— Short task —
Please carry the passage on the Baldwin VO-1000 switcher further, picking up right after its last sentence.

— Provided passage —
>>>

The Baldwin VO-1000 proved to be the company's most popular diesel locomotive model. Including the later DS-4-4-1000 (which was essentially the same model reclassified) the Baldwin Locomotive Works sold more than 1,000 examples of the design. While the company did quite poorly in the main line diesel market, it could not even effectively compete with the American Locomotive Company (Alco) let alone industry leader Electro-Motive Division, railroads found its switcher line very reliable, efficient, and rugged. Most sales of the VO-1000 went to large Class I railroads. However, the diesel also found a market with the industries and smaller railroads looking to fill their power needs. Today, the VO-1000 is the best preserved Baldwin diesel, as more than a half-dozen can be found at museums around the country. Additionally, B&O #412 owned by the United Railroad Historical Society is leased out to shortline SMS Lines for revenue freight service.
Baldwin released its VO-1000 model at the same time as its VO-660 design. The designations behind Baldwin's switchers included engine type (the VO was a diesel engine built by De La Vergne who supplied many prime movers for Baldwin over the years) and horsepower (in this case, 1,000). It was a very straightforward setup that the company, for one reason or another, elected to change soon after using a complex set of numbers, letters, and dashes (far more complicated than designations other builders would use). In any event, if Baldwin had ever shown as much interest in main line diesel locomotives (where the real money was to be made) as it did its early switcher designs the company would surely have survived much longer or perhaps still even be in business today.

<<<

— Dataset extract —
>>>

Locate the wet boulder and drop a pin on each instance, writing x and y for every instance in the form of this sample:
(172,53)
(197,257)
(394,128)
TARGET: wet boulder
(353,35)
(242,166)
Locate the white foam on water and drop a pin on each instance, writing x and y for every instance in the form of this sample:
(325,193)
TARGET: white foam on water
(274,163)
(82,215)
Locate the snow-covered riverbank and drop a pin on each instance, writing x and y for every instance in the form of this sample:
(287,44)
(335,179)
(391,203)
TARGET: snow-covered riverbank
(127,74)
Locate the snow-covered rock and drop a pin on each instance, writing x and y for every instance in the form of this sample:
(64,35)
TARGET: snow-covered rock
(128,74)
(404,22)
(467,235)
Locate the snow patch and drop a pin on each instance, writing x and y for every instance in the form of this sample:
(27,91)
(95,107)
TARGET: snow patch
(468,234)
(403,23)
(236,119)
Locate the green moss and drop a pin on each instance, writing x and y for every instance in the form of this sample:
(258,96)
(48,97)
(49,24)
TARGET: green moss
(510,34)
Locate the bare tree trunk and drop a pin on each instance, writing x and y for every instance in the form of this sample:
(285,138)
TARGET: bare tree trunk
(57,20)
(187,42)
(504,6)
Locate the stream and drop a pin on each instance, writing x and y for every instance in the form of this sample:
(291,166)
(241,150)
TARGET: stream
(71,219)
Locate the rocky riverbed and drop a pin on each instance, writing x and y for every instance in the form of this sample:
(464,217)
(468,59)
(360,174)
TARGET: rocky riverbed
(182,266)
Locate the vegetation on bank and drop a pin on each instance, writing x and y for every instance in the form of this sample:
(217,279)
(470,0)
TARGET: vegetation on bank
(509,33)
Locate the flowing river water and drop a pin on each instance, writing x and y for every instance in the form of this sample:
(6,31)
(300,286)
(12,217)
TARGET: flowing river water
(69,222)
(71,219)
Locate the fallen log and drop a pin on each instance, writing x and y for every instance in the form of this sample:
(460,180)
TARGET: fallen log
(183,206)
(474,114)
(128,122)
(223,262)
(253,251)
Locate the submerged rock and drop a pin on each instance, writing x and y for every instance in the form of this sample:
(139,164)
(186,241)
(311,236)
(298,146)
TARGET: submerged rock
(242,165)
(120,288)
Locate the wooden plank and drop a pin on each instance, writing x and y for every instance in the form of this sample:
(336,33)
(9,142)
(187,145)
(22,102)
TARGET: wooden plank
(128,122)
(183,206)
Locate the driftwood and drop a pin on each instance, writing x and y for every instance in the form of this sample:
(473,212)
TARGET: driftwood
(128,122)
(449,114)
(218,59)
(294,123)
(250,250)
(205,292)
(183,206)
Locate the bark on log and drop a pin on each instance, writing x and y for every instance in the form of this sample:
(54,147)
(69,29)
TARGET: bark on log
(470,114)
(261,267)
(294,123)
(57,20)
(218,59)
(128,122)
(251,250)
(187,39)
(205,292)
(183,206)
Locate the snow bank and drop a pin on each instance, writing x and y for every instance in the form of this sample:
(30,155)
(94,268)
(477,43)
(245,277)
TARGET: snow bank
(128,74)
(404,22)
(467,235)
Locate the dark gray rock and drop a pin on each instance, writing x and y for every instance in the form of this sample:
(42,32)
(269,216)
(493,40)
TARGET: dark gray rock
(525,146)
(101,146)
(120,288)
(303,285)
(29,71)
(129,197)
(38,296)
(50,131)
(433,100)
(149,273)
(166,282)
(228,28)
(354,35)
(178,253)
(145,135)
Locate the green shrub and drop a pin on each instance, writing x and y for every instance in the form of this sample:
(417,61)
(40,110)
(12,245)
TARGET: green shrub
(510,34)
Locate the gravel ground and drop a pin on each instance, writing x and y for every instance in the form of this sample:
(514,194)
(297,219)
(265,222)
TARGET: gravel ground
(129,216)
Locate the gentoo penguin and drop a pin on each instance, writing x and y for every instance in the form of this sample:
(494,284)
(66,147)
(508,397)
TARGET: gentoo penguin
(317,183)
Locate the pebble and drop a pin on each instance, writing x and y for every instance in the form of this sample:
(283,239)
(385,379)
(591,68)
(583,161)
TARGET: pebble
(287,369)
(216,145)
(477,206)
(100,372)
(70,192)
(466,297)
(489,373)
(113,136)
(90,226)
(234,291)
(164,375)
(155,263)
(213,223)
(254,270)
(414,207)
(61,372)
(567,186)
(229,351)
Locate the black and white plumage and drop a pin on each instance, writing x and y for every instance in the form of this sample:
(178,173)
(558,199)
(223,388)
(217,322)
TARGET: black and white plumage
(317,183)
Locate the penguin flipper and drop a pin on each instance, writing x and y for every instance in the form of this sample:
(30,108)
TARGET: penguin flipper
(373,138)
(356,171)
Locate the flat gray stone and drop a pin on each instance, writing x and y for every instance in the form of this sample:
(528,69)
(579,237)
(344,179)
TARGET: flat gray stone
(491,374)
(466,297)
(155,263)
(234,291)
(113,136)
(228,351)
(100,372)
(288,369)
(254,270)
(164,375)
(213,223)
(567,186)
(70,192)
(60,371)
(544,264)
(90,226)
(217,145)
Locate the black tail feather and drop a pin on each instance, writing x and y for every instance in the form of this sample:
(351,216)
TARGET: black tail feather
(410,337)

<<<

— Response to this exercise —
For more information about the VO-1000 model please click here. If you are somewhat familiar with the history of the industry, Baldwin was a leading steam locomotive manufacturer for decades and had been producing them since railroading practically began in the 1830s. When diesel locomotives first began appearing in manufacturers' catalogs in the 1930s (such as with the American Locomotive Company's small switchers and the Electro-Motive Corporation's FT and EA design) Baldwin showed little interest in the motive power. The company was not even able to build diesels until it purchased the I.P. Morris & De La Vergne company in 1931, which specialized in industrial diesel engines.
The VO-1000 was actually Baldwin's very first diesel locomotive model it ever released on its own, debuting the design in January, 1939 about four months before the VO-660 (in reality, Baldwin's idea of building customized diesel locomotives for either a specific railroad or certain work environment would prove unsuccessful). It was a bit longer than models being released by Alco and EMC at 48 feet, 10 inches. However, it carried the classic look that would come to define switcher models, an end cab that was wider and taller than the leading long hood to give crews maximum visibility. From an exterior standpoint the one lacking feature of the VO-1000, among all things, was few handrails none of which ran the length of the locomotives' walkways.
As with the soon-to-be-released VO-660, the VO-1000 used a four-axle, B-B truck setup and featured internal components almost exclusively from Westinghouse (the two companies had worked well together for many years dating back to the late 19th century in collaborating to build electric locomotives). While the model did not feature dynamic braking or turbocharging it did offer excellent tractive effort; 60,000 pounds starting and 34,000 pounds continuous (a trait not lost on railroads). Given the switcher's weight (122.25 tons) and length they were quite versatile in light duty service such as branchline and yard work, which is where most railroads employed them.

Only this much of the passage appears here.